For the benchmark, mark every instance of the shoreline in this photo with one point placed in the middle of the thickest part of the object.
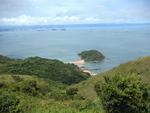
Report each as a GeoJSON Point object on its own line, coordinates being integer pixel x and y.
{"type": "Point", "coordinates": [80, 64]}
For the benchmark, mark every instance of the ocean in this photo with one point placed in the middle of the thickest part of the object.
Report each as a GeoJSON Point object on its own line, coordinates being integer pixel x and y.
{"type": "Point", "coordinates": [119, 43]}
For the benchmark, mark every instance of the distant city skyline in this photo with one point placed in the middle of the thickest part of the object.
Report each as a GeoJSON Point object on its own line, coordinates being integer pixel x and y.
{"type": "Point", "coordinates": [45, 12]}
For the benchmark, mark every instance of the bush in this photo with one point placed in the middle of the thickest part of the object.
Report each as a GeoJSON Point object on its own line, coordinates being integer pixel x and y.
{"type": "Point", "coordinates": [124, 94]}
{"type": "Point", "coordinates": [8, 102]}
{"type": "Point", "coordinates": [71, 92]}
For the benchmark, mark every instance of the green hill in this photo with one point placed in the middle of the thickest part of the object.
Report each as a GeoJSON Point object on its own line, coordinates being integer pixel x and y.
{"type": "Point", "coordinates": [91, 56]}
{"type": "Point", "coordinates": [140, 67]}
{"type": "Point", "coordinates": [37, 92]}
{"type": "Point", "coordinates": [42, 67]}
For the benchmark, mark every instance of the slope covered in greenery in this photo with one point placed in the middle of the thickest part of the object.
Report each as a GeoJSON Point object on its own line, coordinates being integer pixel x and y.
{"type": "Point", "coordinates": [140, 67]}
{"type": "Point", "coordinates": [31, 94]}
{"type": "Point", "coordinates": [45, 68]}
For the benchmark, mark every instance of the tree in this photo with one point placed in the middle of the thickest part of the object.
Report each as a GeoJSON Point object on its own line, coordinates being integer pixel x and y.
{"type": "Point", "coordinates": [124, 94]}
{"type": "Point", "coordinates": [72, 92]}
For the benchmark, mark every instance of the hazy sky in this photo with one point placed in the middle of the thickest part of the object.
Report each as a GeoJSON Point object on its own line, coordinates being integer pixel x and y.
{"type": "Point", "coordinates": [31, 12]}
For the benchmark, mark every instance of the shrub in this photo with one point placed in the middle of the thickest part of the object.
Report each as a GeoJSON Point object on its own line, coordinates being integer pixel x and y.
{"type": "Point", "coordinates": [8, 102]}
{"type": "Point", "coordinates": [124, 94]}
{"type": "Point", "coordinates": [72, 92]}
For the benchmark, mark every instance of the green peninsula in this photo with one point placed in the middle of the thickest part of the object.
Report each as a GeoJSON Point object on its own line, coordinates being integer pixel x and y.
{"type": "Point", "coordinates": [91, 56]}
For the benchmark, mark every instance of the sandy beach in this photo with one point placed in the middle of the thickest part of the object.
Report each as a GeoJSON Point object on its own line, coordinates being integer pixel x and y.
{"type": "Point", "coordinates": [80, 64]}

WHAT NEEDS TO BE DONE: Could you give every line of the rows above as a JSON list of strings, one string per line, with blank lines and the pictures left out?

TASK OUTPUT:
[
  "For the benchmark, mark every instance of the shoreline in this photo with one point placed in the middle of the thickest part of the object.",
  "Report each as a GeoJSON Point object on its own line, coordinates being integer pixel x and y.",
  "{\"type\": \"Point\", \"coordinates\": [80, 64]}",
  "For the benchmark, mark every instance of the ocean in this photo with one point placed in the middle of the thickest part of the object.",
  "Report each as a GeoJSON Point object on its own line, coordinates being integer pixel x and y.",
  "{\"type\": \"Point\", \"coordinates\": [119, 43]}",
  "For the benchmark, mark every instance of the distant city skyline in this photo with one point placed in the middle of the thickest part of the object.",
  "Report each as a GeoJSON Point object on its own line, coordinates being integer pixel x and y.",
  "{\"type\": \"Point\", \"coordinates\": [45, 12]}",
  "For the benchmark, mark every instance of the bush in this photo with one point placed in the middle of the thickest part of the object.",
  "Report each as a GeoJSON Point object on its own line, coordinates being integer pixel x and y.",
  "{\"type\": \"Point\", \"coordinates\": [124, 94]}",
  "{\"type\": \"Point\", \"coordinates\": [8, 102]}",
  "{\"type\": \"Point\", \"coordinates\": [71, 92]}",
  "For the benchmark, mark every instance of the green hill in this photo with one point placed in the middle of the thickest part of the object.",
  "Report each as a GeoJSON Point object on its own line, coordinates being integer pixel x and y.",
  "{\"type\": \"Point\", \"coordinates\": [91, 56]}",
  "{\"type\": \"Point\", \"coordinates\": [140, 67]}",
  "{\"type\": \"Point\", \"coordinates\": [37, 92]}",
  "{\"type\": \"Point\", \"coordinates\": [42, 67]}",
  "For the benchmark, mark every instance of the slope covered in greenery in this photo with one point placed in the middle of the thickest part of the object.",
  "Report each as a GeoJSON Point object on its own line, coordinates being integer pixel x and y.",
  "{\"type\": \"Point\", \"coordinates\": [140, 67]}",
  "{\"type\": \"Point\", \"coordinates\": [31, 94]}",
  "{\"type\": \"Point\", \"coordinates\": [45, 68]}",
  "For the benchmark, mark every instance of the tree in this photo with one point placed in the middle of the thickest part of the object.",
  "Report each as a GeoJSON Point object on its own line, coordinates being integer pixel x and y.",
  "{\"type\": \"Point\", \"coordinates\": [124, 94]}",
  "{\"type\": \"Point\", \"coordinates\": [72, 92]}",
  "For the benchmark, mark every instance of the hazy sky in this photo with one point placed in the middle of the thickest part of the object.",
  "Report each as a GeoJSON Point object on its own line, coordinates being integer pixel x and y.",
  "{\"type\": \"Point\", \"coordinates\": [31, 12]}",
  "For the benchmark, mark every instance of the shrub in this photo with one point placed in the middle of the thickest part of the object.",
  "Report each as a GeoJSON Point object on its own line, coordinates being integer pixel x and y.",
  "{\"type\": \"Point\", \"coordinates\": [8, 102]}",
  "{\"type\": \"Point\", \"coordinates\": [124, 94]}",
  "{\"type\": \"Point\", \"coordinates\": [72, 92]}",
  "For the benchmark, mark every instance of the green peninsula in this photo with one point placed in the middle of the thickest part of the object.",
  "Report each as a GeoJSON Point object on its own line, coordinates being integer pixel x and y.",
  "{\"type\": \"Point\", \"coordinates\": [91, 56]}",
  "For the benchmark, mark every instance of the sandy beach in this photo with one point placed in the middle of the thickest part of the object.",
  "Report each as a GeoJSON Point object on its own line, coordinates being integer pixel x and y.",
  "{\"type\": \"Point\", \"coordinates\": [80, 64]}"
]